Exercise objective: Copy the records starting at the line that contains "Each instance of the marble" and ending at the line that contains "383L253 383L270 370L270", replacing "marble planter pot" with "stone flower pot" and changing nothing else. Return only those lines.

The data:

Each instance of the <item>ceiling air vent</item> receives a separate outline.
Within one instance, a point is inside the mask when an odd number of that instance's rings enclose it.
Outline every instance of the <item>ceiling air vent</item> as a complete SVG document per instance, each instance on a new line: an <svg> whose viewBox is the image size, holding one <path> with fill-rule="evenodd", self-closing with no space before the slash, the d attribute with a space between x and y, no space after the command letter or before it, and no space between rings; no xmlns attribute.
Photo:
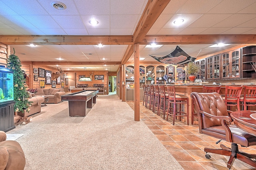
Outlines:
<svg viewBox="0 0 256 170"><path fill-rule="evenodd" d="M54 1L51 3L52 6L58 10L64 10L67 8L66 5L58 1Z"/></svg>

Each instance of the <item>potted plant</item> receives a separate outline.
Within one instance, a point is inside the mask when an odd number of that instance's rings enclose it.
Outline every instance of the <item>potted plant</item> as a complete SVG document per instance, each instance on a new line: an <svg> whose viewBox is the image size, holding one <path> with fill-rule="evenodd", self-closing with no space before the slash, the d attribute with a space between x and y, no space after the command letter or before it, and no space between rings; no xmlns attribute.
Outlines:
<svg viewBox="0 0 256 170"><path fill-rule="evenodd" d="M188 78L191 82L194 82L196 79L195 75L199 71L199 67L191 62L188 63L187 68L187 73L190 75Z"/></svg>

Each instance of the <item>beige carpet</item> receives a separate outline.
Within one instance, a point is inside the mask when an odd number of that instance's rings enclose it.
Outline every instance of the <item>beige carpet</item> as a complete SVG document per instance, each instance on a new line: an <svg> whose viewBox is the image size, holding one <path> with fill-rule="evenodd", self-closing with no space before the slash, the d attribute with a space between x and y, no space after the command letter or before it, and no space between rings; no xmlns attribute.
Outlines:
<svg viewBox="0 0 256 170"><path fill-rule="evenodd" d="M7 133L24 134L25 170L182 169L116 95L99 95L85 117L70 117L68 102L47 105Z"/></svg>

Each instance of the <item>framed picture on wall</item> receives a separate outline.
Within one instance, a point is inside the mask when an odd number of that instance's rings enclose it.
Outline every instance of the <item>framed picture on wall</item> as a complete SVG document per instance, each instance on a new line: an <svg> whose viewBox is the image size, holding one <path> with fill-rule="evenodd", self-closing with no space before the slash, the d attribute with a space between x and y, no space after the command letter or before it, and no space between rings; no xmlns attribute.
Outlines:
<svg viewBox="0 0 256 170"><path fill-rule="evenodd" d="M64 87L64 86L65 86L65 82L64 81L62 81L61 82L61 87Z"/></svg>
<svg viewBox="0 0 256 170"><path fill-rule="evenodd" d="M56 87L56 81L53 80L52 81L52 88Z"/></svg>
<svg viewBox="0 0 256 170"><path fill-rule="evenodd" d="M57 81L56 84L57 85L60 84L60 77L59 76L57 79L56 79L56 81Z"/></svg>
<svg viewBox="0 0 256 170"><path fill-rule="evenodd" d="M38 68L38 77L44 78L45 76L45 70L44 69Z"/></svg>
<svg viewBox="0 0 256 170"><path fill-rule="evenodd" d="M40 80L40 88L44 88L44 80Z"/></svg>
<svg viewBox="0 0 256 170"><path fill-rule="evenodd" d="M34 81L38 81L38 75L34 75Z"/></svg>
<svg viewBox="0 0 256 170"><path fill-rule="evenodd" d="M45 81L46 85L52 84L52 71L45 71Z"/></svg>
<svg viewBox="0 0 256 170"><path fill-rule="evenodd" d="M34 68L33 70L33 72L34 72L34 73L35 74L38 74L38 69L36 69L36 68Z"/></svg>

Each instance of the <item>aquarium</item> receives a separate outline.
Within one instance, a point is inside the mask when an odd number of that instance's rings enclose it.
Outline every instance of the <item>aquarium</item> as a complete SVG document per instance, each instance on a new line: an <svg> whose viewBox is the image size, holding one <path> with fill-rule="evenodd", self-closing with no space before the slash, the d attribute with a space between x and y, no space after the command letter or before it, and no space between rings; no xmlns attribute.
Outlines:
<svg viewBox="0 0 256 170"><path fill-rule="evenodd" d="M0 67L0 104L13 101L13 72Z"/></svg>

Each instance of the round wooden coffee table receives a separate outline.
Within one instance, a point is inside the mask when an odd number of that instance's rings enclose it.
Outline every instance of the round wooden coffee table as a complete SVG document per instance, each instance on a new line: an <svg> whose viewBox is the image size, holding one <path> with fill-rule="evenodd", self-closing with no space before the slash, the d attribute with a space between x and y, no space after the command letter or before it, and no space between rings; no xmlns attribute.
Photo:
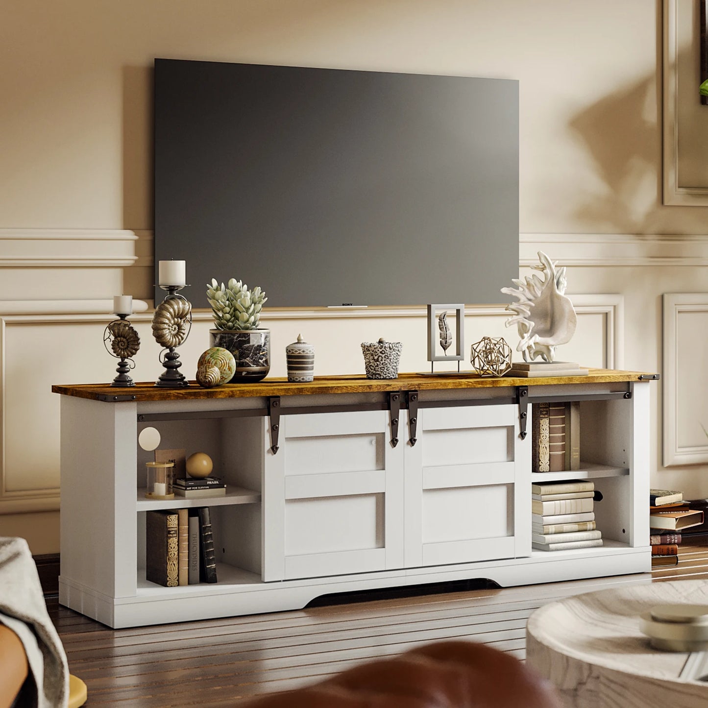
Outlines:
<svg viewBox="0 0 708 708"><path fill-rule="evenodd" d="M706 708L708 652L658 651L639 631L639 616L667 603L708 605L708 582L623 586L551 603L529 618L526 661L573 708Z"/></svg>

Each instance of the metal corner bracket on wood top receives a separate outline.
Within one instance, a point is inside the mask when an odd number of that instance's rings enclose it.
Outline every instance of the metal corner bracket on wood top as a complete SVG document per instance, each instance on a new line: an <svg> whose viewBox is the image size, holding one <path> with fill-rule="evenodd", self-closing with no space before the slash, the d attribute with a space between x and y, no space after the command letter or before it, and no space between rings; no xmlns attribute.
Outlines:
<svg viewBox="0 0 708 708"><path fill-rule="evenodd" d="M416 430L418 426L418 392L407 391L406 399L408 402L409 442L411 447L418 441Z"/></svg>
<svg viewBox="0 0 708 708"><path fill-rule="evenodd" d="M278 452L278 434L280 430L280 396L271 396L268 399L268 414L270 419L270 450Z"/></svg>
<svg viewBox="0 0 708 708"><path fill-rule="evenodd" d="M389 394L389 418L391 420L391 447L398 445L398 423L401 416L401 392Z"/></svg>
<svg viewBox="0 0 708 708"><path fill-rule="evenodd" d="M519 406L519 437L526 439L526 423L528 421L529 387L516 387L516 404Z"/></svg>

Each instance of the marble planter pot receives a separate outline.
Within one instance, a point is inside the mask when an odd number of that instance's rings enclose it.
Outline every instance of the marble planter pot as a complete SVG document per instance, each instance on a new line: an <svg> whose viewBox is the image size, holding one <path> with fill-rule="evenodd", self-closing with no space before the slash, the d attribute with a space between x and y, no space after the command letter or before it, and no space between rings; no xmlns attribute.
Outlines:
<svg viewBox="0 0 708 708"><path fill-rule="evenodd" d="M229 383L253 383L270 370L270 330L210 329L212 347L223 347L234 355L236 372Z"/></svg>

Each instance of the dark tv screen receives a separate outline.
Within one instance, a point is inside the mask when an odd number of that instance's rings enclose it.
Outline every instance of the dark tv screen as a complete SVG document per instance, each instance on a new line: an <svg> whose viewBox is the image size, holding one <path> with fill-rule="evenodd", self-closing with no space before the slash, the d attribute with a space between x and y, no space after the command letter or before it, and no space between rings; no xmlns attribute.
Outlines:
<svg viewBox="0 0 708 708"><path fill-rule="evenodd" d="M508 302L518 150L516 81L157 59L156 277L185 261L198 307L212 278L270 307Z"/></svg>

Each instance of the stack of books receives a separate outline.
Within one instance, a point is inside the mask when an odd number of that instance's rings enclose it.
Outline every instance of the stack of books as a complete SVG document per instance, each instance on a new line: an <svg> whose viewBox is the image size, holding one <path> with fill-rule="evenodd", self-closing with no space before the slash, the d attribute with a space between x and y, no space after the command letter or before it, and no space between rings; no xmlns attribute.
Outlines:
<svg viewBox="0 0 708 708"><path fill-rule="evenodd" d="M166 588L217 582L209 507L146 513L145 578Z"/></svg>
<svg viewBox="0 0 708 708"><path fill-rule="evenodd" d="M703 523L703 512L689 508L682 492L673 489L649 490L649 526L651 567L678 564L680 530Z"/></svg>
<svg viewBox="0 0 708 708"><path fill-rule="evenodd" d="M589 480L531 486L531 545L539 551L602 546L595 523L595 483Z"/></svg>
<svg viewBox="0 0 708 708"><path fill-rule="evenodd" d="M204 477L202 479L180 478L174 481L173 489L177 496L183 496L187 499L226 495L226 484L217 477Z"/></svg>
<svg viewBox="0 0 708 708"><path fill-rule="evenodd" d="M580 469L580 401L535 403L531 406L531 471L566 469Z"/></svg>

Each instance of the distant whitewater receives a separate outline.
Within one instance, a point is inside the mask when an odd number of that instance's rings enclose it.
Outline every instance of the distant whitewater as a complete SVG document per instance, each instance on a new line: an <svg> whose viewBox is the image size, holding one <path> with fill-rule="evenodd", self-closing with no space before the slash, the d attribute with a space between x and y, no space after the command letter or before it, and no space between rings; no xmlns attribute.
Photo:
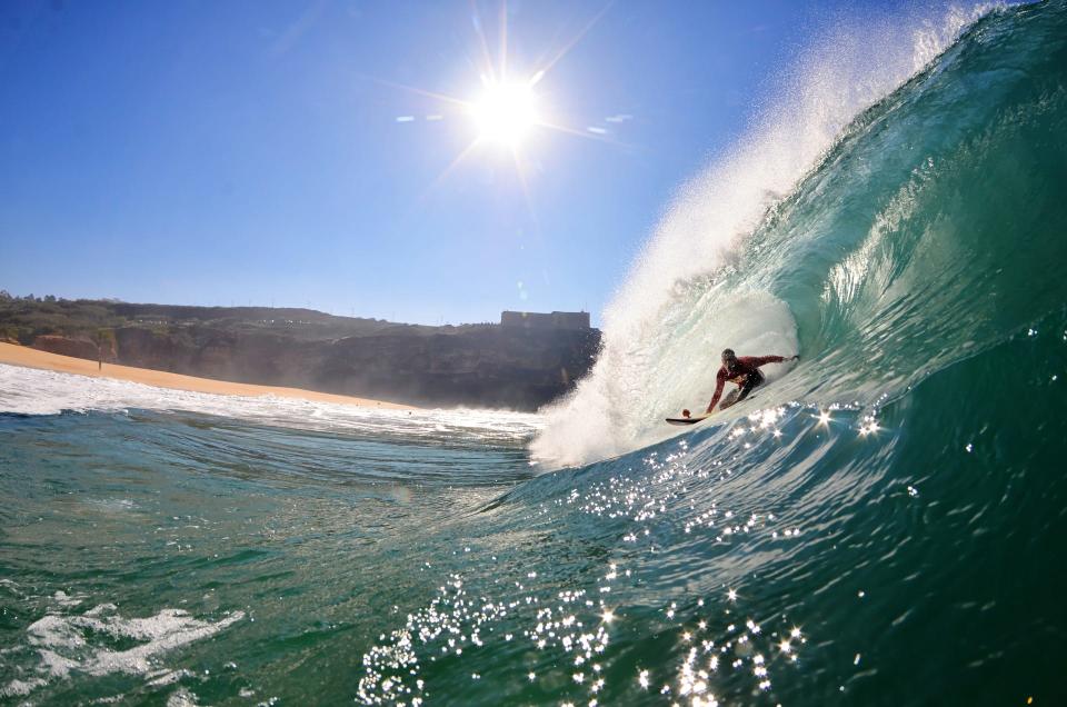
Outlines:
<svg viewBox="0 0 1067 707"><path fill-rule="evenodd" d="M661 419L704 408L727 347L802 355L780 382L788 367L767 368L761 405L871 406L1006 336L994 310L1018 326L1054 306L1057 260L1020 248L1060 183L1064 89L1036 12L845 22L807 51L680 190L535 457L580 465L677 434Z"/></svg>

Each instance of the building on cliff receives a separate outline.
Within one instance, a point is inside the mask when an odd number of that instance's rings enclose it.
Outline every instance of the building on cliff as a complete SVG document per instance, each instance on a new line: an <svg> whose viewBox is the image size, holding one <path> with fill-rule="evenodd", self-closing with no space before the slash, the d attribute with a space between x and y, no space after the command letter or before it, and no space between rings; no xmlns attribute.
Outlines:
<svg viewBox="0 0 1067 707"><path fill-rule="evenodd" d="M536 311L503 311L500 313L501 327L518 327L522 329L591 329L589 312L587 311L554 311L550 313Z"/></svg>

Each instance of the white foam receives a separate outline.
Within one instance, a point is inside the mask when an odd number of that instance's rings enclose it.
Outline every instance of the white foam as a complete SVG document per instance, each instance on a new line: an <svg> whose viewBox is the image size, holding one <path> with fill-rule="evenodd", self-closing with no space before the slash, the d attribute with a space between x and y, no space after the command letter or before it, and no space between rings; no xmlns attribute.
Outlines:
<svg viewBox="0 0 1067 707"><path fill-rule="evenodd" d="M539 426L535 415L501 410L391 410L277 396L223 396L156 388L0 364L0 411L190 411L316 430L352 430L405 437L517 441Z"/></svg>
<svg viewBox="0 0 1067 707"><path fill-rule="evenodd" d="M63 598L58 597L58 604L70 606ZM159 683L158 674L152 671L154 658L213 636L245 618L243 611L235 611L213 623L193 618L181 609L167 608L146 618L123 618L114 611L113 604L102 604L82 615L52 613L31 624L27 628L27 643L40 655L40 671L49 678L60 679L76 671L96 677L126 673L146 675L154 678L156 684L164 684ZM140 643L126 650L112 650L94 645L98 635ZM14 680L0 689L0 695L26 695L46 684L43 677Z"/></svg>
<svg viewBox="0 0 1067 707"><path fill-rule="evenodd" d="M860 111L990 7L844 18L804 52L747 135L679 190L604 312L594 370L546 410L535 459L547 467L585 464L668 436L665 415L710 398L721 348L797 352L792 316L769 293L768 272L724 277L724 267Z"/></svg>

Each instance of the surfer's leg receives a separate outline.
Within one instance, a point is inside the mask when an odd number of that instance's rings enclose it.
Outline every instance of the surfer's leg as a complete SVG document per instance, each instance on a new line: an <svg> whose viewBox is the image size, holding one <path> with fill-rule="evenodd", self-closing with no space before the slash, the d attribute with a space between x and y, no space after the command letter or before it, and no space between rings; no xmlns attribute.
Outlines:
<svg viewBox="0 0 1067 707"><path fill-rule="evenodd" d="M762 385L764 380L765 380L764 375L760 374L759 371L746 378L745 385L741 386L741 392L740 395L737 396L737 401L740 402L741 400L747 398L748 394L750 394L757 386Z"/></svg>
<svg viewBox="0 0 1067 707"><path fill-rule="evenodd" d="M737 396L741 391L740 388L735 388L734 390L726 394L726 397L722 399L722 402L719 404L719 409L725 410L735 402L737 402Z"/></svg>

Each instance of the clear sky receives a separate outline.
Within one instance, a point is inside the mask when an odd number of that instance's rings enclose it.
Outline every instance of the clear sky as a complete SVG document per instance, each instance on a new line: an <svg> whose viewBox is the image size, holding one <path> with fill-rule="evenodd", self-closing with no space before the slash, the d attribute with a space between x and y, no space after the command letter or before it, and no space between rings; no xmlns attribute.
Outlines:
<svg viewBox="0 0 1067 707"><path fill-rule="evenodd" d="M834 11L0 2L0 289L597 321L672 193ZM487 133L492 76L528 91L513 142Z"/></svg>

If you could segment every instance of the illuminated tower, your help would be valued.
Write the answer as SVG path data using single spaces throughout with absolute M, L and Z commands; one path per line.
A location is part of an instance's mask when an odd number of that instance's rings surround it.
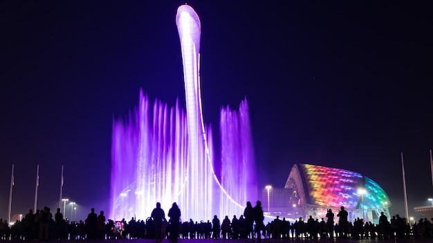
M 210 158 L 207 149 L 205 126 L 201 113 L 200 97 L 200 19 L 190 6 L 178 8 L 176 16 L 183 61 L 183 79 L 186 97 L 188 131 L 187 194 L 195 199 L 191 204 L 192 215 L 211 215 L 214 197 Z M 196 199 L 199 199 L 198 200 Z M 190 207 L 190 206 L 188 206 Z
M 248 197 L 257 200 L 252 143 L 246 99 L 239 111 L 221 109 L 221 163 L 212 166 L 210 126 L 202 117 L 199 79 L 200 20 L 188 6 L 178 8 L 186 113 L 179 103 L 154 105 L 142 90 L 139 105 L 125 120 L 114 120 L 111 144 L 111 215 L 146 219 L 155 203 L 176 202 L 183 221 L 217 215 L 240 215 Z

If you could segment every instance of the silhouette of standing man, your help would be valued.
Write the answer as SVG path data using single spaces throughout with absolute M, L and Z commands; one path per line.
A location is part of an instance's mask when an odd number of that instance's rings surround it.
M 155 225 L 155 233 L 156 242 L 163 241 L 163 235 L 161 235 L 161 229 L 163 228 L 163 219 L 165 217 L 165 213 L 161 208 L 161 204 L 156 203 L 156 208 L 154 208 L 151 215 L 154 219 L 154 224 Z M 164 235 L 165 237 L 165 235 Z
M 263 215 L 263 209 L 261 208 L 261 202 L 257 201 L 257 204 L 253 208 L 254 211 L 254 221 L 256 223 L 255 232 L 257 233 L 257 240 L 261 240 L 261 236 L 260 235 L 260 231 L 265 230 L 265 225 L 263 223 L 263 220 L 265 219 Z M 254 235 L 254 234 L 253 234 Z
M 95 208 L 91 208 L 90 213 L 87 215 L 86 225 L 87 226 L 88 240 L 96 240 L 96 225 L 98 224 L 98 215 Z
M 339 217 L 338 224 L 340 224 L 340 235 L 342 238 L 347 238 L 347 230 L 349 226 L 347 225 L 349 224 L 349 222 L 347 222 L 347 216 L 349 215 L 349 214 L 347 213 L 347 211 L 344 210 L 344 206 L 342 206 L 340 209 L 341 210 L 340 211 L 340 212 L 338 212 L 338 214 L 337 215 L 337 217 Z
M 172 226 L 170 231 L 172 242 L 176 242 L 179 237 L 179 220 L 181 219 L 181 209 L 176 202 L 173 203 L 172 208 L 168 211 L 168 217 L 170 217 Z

Result of this exercise:
Each instance of the stone flower pot receives a separate outline.
Within one instance, a point is inside the mask when an odd number of that instance's rings enclose it.
Outline every instance of the stone flower pot as a complete SVG document per instance, each instance on a new line: an <svg> whose viewBox is the image size, holding one <path> with fill-rule="evenodd", self-closing with no space before the slash, the d attribute with a space between x and y, no space after the command letter or before it, and no space between rings; no xmlns attribute.
Outlines:
<svg viewBox="0 0 708 708"><path fill-rule="evenodd" d="M229 383L253 383L270 370L270 330L210 329L212 347L223 347L234 355L236 372Z"/></svg>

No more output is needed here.